* _ASSIGNMENT_
Copy out exactly the lines from the one containing "An example of" to the end of the records below, both included, and nothing else.

* _MATERIAL SUPPLIED_
○ ○ ○ ○

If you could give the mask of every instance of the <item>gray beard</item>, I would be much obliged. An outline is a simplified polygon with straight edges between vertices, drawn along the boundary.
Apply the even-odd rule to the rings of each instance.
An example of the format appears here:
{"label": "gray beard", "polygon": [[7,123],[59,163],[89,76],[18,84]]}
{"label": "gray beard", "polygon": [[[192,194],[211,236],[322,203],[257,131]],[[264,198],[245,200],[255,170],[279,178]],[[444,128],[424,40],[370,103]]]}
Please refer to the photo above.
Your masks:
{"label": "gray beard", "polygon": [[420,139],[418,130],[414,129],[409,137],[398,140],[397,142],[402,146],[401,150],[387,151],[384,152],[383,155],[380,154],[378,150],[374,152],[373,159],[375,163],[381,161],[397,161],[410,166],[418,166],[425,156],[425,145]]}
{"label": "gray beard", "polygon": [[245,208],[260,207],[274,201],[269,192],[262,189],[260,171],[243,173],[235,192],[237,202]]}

○ ○ ○ ○

* _SOLUTION_
An example of the format appears here:
{"label": "gray beard", "polygon": [[7,123],[59,163],[89,76],[18,84]]}
{"label": "gray beard", "polygon": [[[192,194],[211,236],[322,203],[257,131]],[[264,198],[245,200],[255,170],[279,178]],[[444,128],[424,40],[370,103]]]}
Please refer to the photo above.
Your masks:
{"label": "gray beard", "polygon": [[420,139],[418,130],[414,129],[409,137],[398,140],[397,142],[402,146],[401,150],[387,151],[384,152],[383,155],[380,154],[378,150],[374,152],[373,159],[375,163],[381,161],[397,161],[410,166],[418,166],[425,156],[425,145]]}
{"label": "gray beard", "polygon": [[245,208],[260,207],[274,201],[269,192],[262,189],[260,171],[243,173],[235,192],[237,202]]}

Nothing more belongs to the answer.